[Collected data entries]
+-------+

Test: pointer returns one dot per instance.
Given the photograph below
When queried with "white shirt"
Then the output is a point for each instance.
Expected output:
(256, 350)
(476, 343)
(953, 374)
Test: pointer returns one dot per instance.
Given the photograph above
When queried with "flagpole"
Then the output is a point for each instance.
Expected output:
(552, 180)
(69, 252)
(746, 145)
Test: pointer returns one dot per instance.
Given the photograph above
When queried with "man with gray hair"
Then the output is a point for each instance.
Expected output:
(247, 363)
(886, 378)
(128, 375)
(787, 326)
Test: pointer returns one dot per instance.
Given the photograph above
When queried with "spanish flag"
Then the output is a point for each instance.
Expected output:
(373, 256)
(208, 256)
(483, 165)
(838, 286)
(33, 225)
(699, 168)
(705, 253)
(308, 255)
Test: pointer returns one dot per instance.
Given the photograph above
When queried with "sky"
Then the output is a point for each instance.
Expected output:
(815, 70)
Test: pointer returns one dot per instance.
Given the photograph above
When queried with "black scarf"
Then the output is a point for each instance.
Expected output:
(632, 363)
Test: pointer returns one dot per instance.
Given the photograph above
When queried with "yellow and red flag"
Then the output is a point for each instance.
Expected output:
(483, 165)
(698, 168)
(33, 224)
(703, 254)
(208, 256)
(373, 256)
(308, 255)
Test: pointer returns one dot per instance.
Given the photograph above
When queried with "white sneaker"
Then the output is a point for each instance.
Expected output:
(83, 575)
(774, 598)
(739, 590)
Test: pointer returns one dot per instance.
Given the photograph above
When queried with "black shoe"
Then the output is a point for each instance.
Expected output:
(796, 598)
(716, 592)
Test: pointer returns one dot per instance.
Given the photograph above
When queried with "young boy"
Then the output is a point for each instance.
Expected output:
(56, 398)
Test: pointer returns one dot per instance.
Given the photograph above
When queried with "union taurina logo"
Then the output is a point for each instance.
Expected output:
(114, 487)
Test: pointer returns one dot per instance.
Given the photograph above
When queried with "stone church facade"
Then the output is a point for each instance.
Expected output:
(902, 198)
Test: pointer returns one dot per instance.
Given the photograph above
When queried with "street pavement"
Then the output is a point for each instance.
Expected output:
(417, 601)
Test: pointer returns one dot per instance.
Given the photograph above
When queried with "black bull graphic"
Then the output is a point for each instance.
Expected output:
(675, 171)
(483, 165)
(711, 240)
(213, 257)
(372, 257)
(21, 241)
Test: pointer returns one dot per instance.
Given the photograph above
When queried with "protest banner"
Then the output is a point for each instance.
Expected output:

+-------+

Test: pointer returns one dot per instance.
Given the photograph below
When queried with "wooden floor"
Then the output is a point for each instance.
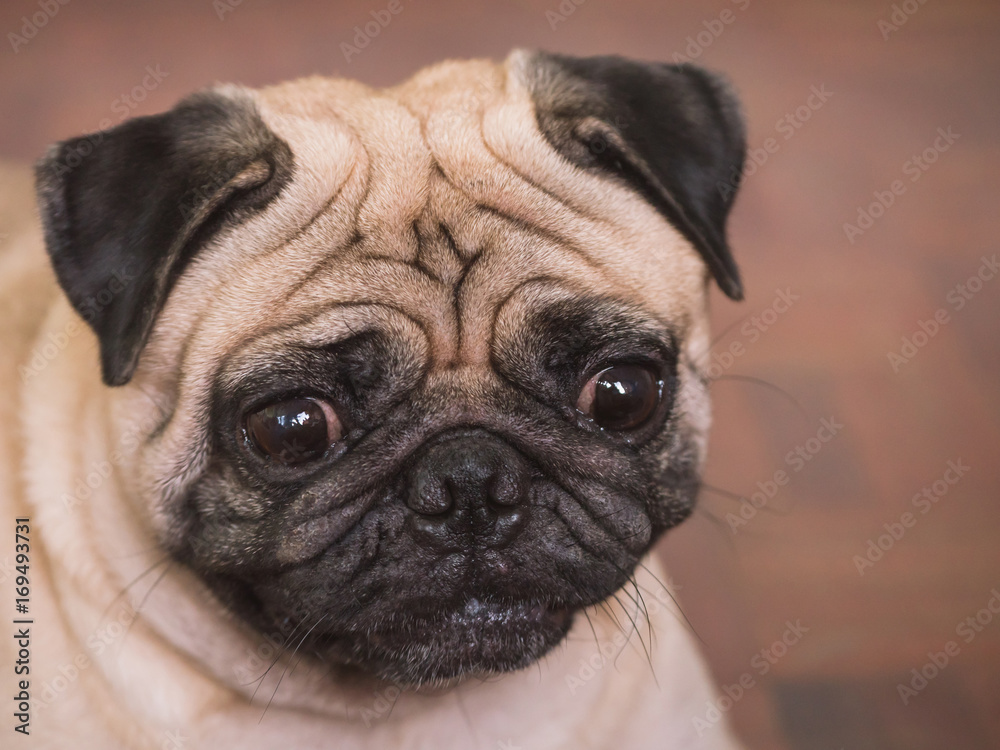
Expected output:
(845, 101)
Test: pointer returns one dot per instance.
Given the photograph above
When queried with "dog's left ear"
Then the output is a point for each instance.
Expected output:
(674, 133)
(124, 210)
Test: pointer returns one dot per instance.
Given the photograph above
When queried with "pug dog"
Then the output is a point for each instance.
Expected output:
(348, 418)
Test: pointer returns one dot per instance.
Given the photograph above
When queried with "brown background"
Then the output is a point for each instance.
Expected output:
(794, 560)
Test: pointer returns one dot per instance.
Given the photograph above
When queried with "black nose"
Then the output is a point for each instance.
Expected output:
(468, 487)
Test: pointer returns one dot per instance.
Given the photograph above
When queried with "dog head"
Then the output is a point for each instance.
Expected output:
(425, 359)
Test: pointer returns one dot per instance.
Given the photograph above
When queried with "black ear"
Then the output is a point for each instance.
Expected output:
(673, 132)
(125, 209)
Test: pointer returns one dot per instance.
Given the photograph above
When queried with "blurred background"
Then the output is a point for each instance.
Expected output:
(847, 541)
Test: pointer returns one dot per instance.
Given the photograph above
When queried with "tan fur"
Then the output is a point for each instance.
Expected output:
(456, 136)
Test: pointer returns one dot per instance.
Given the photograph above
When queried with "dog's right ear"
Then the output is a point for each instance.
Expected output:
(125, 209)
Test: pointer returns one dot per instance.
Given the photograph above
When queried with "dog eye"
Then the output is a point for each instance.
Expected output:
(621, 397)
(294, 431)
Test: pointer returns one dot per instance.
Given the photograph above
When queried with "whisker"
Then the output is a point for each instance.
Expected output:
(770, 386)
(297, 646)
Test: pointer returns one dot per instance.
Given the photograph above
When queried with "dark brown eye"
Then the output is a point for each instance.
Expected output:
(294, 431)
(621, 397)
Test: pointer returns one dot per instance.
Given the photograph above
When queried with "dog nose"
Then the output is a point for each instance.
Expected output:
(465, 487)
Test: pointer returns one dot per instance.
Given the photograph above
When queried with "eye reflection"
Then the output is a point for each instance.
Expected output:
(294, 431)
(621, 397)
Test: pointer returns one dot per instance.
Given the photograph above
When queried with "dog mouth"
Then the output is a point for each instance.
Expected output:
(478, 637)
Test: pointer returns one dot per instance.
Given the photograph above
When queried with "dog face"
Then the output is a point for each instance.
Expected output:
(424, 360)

+-------+

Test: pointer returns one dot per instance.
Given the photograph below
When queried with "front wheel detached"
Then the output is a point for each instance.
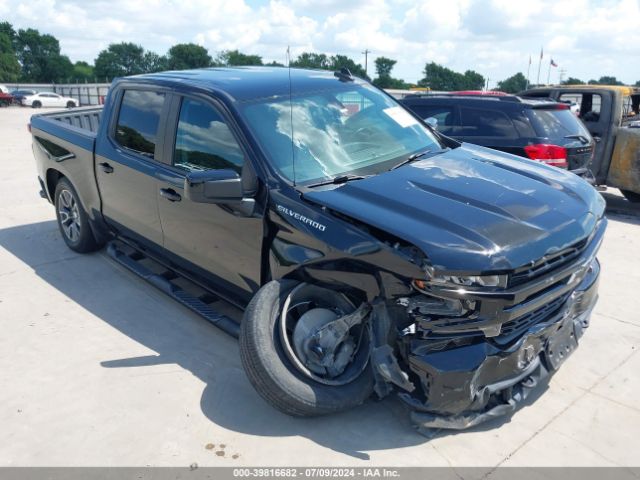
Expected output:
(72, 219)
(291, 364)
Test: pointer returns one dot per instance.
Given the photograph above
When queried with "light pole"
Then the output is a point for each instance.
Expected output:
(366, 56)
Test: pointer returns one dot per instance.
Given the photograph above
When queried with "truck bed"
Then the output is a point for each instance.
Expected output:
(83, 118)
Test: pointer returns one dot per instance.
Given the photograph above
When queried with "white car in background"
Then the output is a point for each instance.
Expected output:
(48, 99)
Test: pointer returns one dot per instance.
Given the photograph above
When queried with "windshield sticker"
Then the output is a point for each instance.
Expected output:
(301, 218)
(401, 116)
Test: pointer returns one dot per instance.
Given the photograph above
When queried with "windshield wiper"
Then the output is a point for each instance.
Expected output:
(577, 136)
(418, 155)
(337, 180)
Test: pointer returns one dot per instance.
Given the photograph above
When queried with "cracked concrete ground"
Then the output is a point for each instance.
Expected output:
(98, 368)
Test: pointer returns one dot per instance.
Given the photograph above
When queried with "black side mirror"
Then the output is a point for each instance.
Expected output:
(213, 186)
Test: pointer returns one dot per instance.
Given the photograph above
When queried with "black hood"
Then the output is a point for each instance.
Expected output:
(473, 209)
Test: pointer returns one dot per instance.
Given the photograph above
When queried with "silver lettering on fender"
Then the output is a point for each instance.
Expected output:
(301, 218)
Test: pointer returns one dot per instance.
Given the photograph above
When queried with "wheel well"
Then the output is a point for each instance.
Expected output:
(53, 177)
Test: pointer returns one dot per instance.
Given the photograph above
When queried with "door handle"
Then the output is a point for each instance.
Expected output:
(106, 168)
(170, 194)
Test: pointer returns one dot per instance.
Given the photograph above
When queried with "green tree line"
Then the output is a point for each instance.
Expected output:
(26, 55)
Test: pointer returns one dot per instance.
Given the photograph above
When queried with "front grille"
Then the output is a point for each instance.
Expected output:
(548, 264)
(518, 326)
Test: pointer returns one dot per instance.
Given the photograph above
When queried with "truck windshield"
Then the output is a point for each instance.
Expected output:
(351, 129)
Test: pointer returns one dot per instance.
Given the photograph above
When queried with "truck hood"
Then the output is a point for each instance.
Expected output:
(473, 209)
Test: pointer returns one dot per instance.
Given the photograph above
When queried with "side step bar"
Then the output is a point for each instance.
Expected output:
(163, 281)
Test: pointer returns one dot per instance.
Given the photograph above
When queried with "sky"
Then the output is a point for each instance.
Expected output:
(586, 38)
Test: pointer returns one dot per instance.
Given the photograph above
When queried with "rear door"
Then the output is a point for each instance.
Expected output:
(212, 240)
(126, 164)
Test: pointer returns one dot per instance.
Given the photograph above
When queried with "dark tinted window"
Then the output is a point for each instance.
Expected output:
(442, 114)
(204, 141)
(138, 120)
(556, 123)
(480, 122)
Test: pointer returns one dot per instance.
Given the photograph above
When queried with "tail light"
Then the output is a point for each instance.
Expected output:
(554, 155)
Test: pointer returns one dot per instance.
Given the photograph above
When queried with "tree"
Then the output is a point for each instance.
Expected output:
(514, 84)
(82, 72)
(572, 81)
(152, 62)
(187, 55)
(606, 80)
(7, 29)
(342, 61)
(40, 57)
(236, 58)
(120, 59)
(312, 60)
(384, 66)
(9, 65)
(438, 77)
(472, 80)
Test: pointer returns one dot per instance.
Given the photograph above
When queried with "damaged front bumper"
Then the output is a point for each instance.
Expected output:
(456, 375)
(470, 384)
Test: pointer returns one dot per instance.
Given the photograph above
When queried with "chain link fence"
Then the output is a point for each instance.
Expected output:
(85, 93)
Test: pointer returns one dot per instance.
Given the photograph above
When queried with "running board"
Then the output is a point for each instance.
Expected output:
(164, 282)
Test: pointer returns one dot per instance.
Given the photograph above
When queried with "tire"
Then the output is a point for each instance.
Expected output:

+-------+

Locate each line in the entries above that contains the word "white", and copy those lines in full. Treat uppercase and lowercase as different.

• _Answer to the exercise_:
When queried with "white shirt"
When queried with "white sneaker"
When queried with "white car in background"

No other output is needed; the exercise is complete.